(PROBLEM TO SOLVE):
Among the entries below, extract exactly the lines that run from the one with "Target: water droplet" through the one with "Definition for annotators: for every instance of the magenta", both ends included.

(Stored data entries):
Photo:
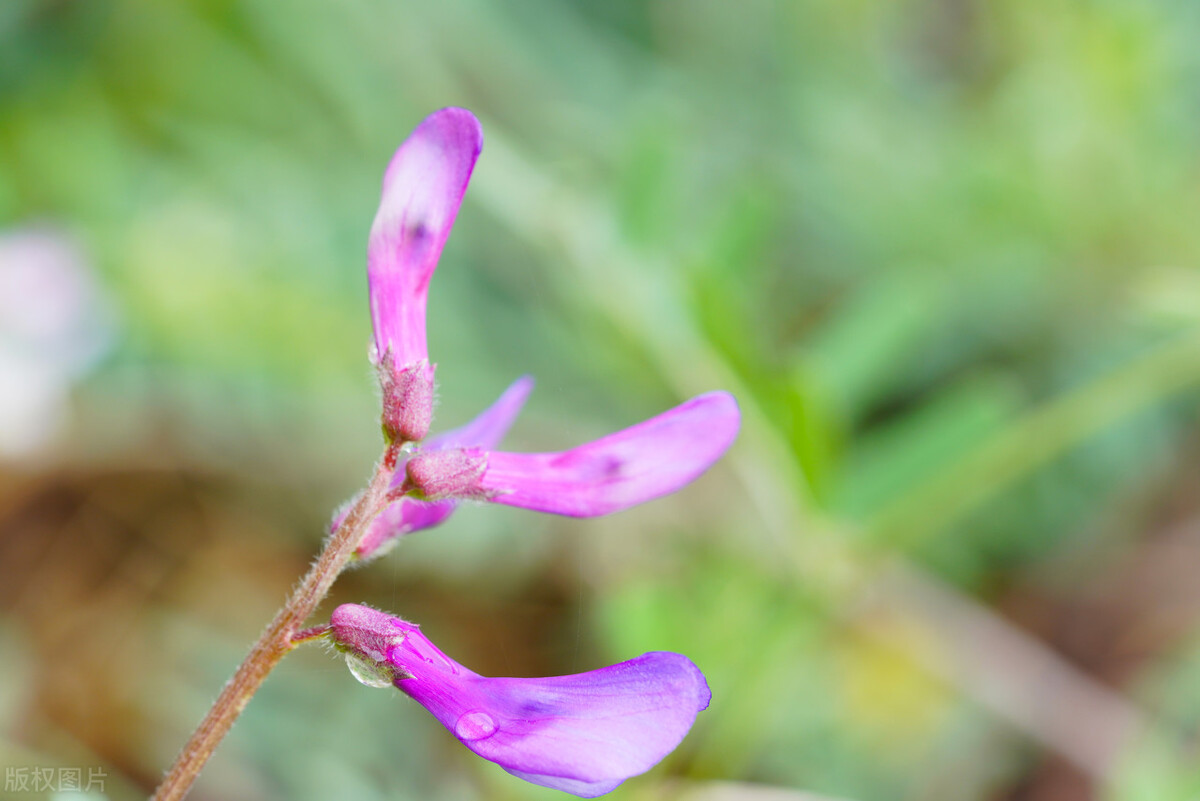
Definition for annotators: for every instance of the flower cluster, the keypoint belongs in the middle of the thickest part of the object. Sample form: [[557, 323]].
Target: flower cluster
[[582, 734]]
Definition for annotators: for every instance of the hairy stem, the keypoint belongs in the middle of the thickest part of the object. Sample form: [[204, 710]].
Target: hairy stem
[[279, 638]]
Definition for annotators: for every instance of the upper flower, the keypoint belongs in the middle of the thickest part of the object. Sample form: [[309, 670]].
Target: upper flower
[[423, 190], [583, 734]]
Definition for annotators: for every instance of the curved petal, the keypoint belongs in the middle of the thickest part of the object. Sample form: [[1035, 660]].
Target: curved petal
[[407, 515], [423, 190], [583, 734], [633, 465], [489, 428]]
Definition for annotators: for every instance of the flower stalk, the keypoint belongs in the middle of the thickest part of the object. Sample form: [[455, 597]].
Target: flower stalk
[[281, 636]]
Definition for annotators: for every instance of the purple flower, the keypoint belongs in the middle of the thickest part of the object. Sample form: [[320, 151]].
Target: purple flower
[[583, 734], [423, 190]]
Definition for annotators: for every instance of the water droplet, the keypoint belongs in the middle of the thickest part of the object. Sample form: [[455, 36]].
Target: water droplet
[[474, 726], [367, 672]]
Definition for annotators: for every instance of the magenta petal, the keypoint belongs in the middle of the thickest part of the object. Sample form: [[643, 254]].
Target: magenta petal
[[423, 190], [485, 431], [621, 470], [583, 734], [489, 428]]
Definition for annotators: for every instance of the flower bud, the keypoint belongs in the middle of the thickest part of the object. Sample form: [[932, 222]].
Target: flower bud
[[407, 401], [436, 475]]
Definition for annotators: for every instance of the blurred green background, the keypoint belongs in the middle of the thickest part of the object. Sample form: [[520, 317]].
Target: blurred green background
[[945, 252]]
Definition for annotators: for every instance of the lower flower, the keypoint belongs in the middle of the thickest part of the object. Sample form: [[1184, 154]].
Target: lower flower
[[583, 734]]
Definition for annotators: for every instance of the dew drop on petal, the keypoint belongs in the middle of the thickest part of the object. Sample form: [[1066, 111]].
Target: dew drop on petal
[[367, 672], [474, 726]]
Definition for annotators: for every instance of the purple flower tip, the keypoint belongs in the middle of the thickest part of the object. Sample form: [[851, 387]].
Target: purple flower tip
[[646, 461], [583, 734], [423, 190]]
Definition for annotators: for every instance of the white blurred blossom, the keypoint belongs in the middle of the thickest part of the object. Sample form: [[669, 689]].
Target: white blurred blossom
[[54, 325]]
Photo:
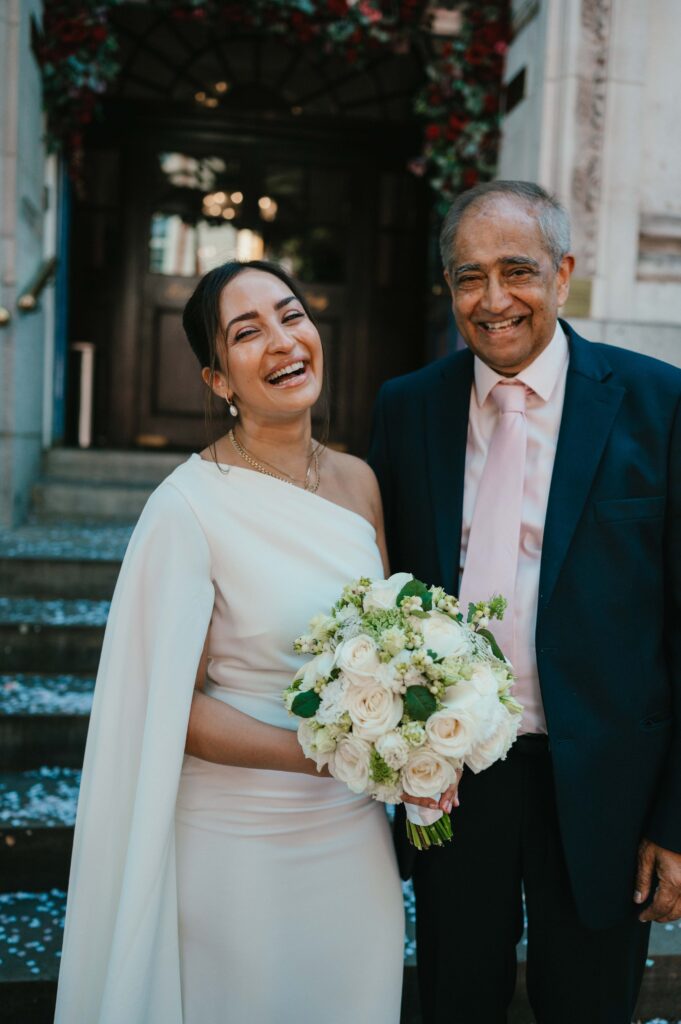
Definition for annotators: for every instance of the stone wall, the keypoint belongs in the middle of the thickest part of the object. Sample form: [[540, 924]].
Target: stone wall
[[597, 125], [22, 189]]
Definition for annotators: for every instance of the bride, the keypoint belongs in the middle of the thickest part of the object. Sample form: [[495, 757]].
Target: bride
[[216, 878]]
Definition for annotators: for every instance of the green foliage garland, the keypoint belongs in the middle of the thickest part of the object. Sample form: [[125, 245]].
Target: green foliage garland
[[78, 53]]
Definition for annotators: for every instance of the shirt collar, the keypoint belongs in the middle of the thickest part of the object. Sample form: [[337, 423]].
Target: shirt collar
[[541, 376]]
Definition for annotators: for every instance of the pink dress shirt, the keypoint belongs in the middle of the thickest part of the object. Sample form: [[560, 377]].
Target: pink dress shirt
[[546, 380]]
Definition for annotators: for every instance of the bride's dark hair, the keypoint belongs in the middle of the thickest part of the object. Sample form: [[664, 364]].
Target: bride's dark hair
[[201, 318]]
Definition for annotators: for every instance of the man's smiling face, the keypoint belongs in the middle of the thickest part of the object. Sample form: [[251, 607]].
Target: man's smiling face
[[505, 288]]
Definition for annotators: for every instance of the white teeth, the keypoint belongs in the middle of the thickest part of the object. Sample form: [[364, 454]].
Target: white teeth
[[286, 370], [500, 325]]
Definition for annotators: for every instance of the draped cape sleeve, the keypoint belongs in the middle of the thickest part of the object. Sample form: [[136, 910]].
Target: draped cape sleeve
[[120, 961]]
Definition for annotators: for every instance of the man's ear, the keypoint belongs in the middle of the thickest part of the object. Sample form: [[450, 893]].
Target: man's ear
[[562, 278]]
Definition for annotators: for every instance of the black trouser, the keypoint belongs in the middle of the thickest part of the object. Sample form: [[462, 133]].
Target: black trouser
[[469, 910]]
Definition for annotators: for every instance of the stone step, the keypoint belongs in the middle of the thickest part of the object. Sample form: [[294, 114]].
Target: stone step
[[31, 928], [43, 578], [96, 465], [43, 720], [53, 501], [104, 541], [37, 815], [51, 636], [67, 560]]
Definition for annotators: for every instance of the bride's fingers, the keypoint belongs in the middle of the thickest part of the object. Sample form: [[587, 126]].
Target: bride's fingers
[[421, 801], [450, 798]]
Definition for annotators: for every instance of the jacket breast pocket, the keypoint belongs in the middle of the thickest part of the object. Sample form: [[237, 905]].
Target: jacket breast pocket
[[621, 509]]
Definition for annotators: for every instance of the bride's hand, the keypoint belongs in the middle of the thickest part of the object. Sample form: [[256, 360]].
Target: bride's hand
[[448, 800]]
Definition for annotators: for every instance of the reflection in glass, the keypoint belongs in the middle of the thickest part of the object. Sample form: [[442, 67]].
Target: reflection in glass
[[189, 172], [185, 250]]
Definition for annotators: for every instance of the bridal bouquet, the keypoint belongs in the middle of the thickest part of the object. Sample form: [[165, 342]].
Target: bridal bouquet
[[401, 692]]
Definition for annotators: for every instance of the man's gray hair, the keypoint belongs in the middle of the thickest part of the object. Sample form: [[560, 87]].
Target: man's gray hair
[[551, 216]]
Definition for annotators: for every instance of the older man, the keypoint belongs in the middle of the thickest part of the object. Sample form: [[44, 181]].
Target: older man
[[546, 467]]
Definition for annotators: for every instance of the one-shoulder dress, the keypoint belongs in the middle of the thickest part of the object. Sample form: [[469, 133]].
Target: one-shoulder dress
[[207, 894]]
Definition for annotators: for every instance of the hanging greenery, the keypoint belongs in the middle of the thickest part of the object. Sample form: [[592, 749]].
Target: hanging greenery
[[78, 52]]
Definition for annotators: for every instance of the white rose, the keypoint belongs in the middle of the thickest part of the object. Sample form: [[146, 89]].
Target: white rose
[[479, 713], [383, 593], [393, 640], [393, 749], [452, 731], [307, 737], [483, 679], [374, 710], [426, 773], [357, 658], [333, 701], [317, 668], [496, 747], [443, 636], [349, 763], [386, 676]]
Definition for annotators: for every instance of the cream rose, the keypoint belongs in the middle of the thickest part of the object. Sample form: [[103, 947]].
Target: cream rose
[[333, 701], [349, 763], [383, 593], [317, 668], [483, 679], [426, 773], [496, 747], [479, 713], [451, 731], [393, 749], [357, 658], [443, 636], [317, 744], [374, 710]]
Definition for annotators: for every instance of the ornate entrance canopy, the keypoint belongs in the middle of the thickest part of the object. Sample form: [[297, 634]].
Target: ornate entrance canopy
[[374, 59]]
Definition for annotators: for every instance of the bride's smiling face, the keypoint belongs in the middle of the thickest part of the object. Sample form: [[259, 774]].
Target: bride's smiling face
[[270, 349]]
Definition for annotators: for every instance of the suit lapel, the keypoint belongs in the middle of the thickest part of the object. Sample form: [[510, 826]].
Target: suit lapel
[[590, 408], [447, 431]]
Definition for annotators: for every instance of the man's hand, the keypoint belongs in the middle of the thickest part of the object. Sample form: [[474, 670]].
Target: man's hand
[[448, 800], [666, 904]]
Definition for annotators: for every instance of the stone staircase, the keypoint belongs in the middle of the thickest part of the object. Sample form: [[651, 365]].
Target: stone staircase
[[82, 485], [56, 580]]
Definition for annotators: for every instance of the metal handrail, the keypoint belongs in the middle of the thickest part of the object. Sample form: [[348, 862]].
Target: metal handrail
[[28, 300]]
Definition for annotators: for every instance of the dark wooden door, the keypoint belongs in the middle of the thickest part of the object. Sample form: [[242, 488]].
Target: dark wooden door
[[347, 222], [200, 210]]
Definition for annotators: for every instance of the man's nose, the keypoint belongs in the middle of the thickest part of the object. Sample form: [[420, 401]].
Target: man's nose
[[497, 297]]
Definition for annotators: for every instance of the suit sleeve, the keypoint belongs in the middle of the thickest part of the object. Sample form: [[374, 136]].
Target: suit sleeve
[[379, 460], [665, 824]]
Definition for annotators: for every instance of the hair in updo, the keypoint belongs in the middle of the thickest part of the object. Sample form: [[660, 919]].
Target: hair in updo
[[201, 317]]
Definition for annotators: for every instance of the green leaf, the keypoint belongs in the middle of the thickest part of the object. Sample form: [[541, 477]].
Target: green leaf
[[496, 649], [435, 656], [305, 704], [416, 589], [419, 702]]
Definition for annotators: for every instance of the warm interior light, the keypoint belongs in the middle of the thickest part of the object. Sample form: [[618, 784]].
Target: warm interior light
[[268, 208]]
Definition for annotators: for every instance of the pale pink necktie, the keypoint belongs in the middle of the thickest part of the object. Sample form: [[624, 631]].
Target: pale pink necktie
[[492, 557]]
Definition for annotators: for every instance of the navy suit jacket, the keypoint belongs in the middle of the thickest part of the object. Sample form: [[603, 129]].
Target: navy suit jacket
[[608, 627]]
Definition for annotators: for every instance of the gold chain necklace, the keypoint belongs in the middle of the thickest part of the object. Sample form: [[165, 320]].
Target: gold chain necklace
[[281, 474]]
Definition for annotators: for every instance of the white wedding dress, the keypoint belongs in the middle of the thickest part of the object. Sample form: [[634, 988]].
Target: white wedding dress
[[204, 894]]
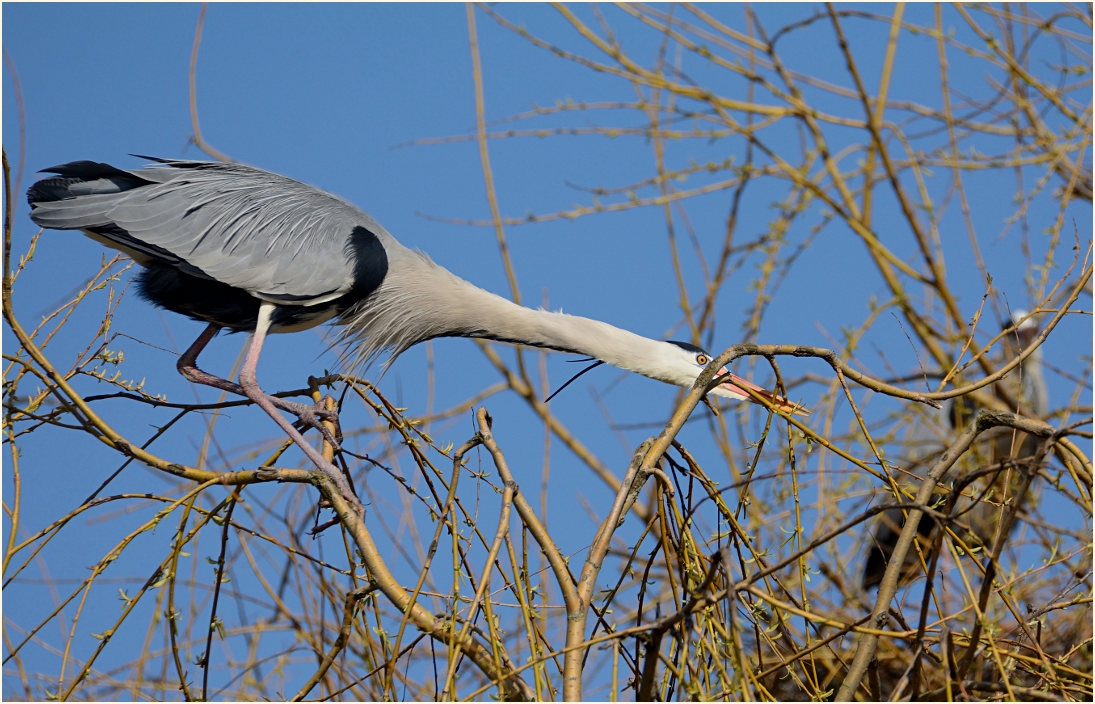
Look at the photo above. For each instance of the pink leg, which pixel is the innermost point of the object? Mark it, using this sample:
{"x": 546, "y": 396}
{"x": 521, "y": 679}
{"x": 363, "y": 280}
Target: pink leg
{"x": 249, "y": 383}
{"x": 187, "y": 366}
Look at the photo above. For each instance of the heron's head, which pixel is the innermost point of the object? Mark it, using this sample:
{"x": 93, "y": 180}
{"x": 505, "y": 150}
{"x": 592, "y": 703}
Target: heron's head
{"x": 688, "y": 361}
{"x": 1019, "y": 331}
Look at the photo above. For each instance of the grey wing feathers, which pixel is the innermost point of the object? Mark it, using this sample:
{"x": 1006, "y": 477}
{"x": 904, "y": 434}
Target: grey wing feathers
{"x": 276, "y": 238}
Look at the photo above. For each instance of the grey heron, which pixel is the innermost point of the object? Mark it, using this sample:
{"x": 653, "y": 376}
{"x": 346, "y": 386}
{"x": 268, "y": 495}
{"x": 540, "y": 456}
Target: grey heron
{"x": 243, "y": 249}
{"x": 998, "y": 454}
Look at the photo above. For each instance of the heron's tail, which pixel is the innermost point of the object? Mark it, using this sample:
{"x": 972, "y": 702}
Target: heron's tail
{"x": 80, "y": 196}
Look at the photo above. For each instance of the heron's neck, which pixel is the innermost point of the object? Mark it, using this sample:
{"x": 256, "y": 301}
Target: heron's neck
{"x": 425, "y": 300}
{"x": 490, "y": 316}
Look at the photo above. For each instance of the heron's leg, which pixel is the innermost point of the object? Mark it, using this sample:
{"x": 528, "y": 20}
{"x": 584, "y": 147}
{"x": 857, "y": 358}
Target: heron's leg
{"x": 249, "y": 383}
{"x": 187, "y": 366}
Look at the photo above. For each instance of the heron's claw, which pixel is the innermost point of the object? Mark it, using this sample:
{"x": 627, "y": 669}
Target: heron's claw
{"x": 311, "y": 416}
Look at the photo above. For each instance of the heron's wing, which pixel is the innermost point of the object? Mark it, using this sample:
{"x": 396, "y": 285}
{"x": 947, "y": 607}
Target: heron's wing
{"x": 273, "y": 237}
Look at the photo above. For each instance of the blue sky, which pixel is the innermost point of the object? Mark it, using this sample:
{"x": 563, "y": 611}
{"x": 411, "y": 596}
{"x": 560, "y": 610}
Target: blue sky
{"x": 337, "y": 95}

(RESULT FOR THIS EXERCISE):
Target: water droplet
[[474, 726], [367, 672]]
Definition for annotators: for every instance of the magenta petal, the keypoint belongs in the middle of the thickest part of the object. Sample form: [[643, 254]].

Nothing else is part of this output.